Problem requirements → Turn each line of the listing below into a row of a Markdown table. Use the columns "Row" for a running number and "Entry" for the line itself, and leave out any blank lines.

BEGIN Extracted data

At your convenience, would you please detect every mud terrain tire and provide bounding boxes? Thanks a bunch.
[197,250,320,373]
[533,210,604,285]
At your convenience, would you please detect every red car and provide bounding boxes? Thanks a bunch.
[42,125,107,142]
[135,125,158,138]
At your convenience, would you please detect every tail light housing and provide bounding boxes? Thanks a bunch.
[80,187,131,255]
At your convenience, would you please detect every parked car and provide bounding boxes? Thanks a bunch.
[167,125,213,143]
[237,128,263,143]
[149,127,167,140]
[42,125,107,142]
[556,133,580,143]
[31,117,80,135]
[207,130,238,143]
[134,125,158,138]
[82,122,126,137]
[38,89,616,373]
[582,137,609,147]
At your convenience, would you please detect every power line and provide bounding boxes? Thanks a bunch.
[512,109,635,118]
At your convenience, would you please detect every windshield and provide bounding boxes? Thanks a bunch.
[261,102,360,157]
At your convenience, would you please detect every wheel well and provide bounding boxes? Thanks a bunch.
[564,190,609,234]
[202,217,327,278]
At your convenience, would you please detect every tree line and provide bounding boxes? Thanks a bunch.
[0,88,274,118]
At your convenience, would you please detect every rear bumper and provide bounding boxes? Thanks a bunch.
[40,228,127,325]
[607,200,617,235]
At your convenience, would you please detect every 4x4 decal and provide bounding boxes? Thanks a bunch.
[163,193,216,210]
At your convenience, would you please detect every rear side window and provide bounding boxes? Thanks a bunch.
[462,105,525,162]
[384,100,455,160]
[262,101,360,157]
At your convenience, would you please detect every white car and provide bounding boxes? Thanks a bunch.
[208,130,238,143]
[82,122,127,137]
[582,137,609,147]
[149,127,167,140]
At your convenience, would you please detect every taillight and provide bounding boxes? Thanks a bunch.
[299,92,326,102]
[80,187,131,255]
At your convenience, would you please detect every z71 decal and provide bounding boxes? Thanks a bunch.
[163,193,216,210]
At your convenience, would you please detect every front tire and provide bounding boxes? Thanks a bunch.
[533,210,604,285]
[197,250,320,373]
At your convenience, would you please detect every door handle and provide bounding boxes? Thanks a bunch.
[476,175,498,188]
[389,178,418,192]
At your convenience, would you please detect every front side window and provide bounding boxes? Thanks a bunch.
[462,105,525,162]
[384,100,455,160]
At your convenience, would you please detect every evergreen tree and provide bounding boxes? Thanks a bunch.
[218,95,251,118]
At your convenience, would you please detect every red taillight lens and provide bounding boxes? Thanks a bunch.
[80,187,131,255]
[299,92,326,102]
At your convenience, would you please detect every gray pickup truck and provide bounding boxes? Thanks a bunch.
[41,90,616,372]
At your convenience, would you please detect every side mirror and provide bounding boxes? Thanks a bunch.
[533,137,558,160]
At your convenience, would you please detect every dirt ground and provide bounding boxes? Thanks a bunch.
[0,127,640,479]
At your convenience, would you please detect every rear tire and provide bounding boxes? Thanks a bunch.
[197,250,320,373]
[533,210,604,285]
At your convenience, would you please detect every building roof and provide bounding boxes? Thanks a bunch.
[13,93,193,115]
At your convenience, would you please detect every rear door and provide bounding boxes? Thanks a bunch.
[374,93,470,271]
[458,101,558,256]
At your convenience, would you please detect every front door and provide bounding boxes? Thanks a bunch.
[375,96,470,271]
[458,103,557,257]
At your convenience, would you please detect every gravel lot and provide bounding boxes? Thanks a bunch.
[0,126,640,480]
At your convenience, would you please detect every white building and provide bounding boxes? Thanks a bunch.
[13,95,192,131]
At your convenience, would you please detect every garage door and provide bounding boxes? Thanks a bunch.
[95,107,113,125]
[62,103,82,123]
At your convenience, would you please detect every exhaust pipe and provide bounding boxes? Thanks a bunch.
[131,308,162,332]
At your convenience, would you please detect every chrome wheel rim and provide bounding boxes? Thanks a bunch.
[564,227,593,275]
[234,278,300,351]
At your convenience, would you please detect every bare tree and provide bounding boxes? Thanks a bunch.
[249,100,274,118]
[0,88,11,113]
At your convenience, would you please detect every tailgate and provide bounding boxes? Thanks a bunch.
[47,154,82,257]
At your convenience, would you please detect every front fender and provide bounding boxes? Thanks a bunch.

END Extracted data

Worked answer →
| Row | Entry |
|---|---|
| 1 | At your convenience, would you please detect every mud terrain tire and provide bounding boxes? Thanks a bunch. |
| 2 | [197,250,320,373] |
| 3 | [533,210,604,285] |
| 4 | At your convenience, would you please detect every red car and provide bounding boxes? Thanks a bunch. |
| 5 | [42,125,107,142] |
| 6 | [135,125,158,138] |
| 7 | At your convenience, would you please detect every tail light housing and provide bounding boxes? Thanks a bunch. |
| 8 | [80,187,131,255] |
| 9 | At your convenience, would you please detect every parked car and provide bounding boxes? Thanks a bunch. |
| 10 | [167,125,213,143] |
| 11 | [237,128,263,143] |
| 12 | [149,127,167,140] |
| 13 | [42,125,107,142] |
| 14 | [556,133,580,143] |
| 15 | [31,117,80,135] |
| 16 | [207,130,238,143] |
| 17 | [134,125,158,138] |
| 18 | [82,122,126,137] |
| 19 | [38,89,616,373] |
| 20 | [582,137,609,147] |
| 21 | At your convenience, would you please detect every power line and provide bounding boxes? Thanks a bunch. |
| 22 | [512,109,635,118] |
| 23 | At your convenience, would you please detect every windshield and provide bounding boxes? Thanks a bunch. |
| 24 | [261,102,360,157] |
| 25 | At your convenience, would you please detect every wheel well and provide bounding boxes? Thanks a bunch. |
| 26 | [564,190,609,234] |
| 27 | [202,217,327,278] |
| 28 | At your convenience, would you please detect every tree line and provide bounding boxes? Thanks a bunch. |
| 29 | [0,88,274,118] |
| 30 | At your convenience, would you please detect every rear bumper and provide bounding boxes? Thanks a bunch. |
| 31 | [40,228,127,325] |
| 32 | [607,200,617,235] |
| 33 | At your convenience, would you please detect every 4x4 decal and provide bounding boxes? Thanks a bunch. |
| 34 | [163,193,216,210] |
| 35 | At your convenience, would you please detect every rear side window and provide bounding boxes? Thanks a bunch. |
| 36 | [462,105,525,162] |
| 37 | [384,100,455,160] |
| 38 | [262,101,360,157] |
| 39 | At your convenience, would you please detect every white car and provide bounding boxes? Thanks a bunch. |
| 40 | [208,130,238,143] |
| 41 | [82,122,127,137] |
| 42 | [582,137,609,147] |
| 43 | [149,127,167,140] |
| 44 | At your convenience, would you please detect every taillight and provide bounding boxes? Thanks a bunch. |
| 45 | [299,92,326,102] |
| 46 | [80,187,131,255] |
| 47 | At your convenience, would you please detect every z71 decal and provide bounding boxes? Thanks a bunch. |
| 48 | [163,193,216,210] |
| 49 | At your convenience, would you please detect every front tire and provide bounding boxes? Thanks a bunch. |
| 50 | [533,210,604,285] |
| 51 | [197,250,320,373] |
| 52 | At your convenience, would you please detect every door handle and provide bounding boxes? Thanks a bunch. |
| 53 | [476,175,498,188] |
| 54 | [389,178,418,192] |
| 55 | At your convenience, would you please detect every front side window and provide bounding boxes? Thanks a bunch. |
| 56 | [462,105,525,162] |
| 57 | [384,100,455,160] |
| 58 | At your convenience, would you please detect every evergreen tree and provide bounding boxes? Thanks a bunch. |
| 59 | [218,95,251,118] |
| 60 | At your convenience, would you please detect every red taillight lens and provide bounding boxes? Thanks a bunch. |
| 61 | [80,187,131,255] |
| 62 | [299,92,326,102] |
| 63 | At your convenience, would you please detect every gray pickup truck and provide bounding boxes? Thanks a bunch. |
| 64 | [41,90,616,372] |
| 65 | At your convenience, would you please detect every side mirror and provide bounding boxes? Thanks a bunch. |
| 66 | [533,137,558,160] |
| 67 | At your convenience, would you please detect every dirt ground and provide bounding boxes? Thanks a bunch. |
| 68 | [0,127,640,479] |
| 69 | At your convenience, would you please detect every rear tire and provide bounding boxes? Thanks a bunch. |
| 70 | [197,250,320,373] |
| 71 | [533,210,604,285] |
| 72 | At your convenience, would you please detect every building roof and provide bounding boxes? Thanks a bunch. |
| 73 | [13,93,193,115] |
| 74 | At your convenience, would you please detect every rear door and provide bounding boxes? Thanks a bunch. |
| 75 | [374,93,470,271] |
| 76 | [458,101,558,256] |
| 77 | At your convenience, would you please detect every front door and provide bounding boxes? Thanks a bunch. |
| 78 | [375,96,470,271] |
| 79 | [458,103,557,257] |
| 80 | At your convenience, would you please detect every gravel lot and provide bounding boxes? Thanks a bunch. |
| 81 | [0,126,640,480] |
| 82 | At your convenience, would you please detect every white building and provide bounding boxes? Thanks a bunch. |
| 83 | [13,95,192,131] |
| 84 | At your convenience, would you please detect every garage door and provide bounding boxes? Thanks a bunch. |
| 85 | [95,107,113,125] |
| 86 | [62,103,82,123] |
| 87 | At your convenience, would you please detect every exhaust pipe and provide bounding boxes? Thanks a bunch. |
| 88 | [131,308,162,332] |
| 89 | At your convenience, would you please detect every chrome wheel rim and provide bounding boxes? Thanks a bunch. |
| 90 | [564,227,593,275] |
| 91 | [234,278,300,351] |
| 92 | At your convenience, would you please detect every bare tree and provide bounding boxes? Thanks a bunch. |
| 93 | [249,100,274,118] |
| 94 | [0,88,11,113] |
| 95 | At your convenience, would you please detect every tailgate and provide bounding boxes? Thanks a bunch. |
| 96 | [47,154,82,257] |
| 97 | At your convenience, would you please detect every front fender and provide bounding boxes? Thanks a bunch. |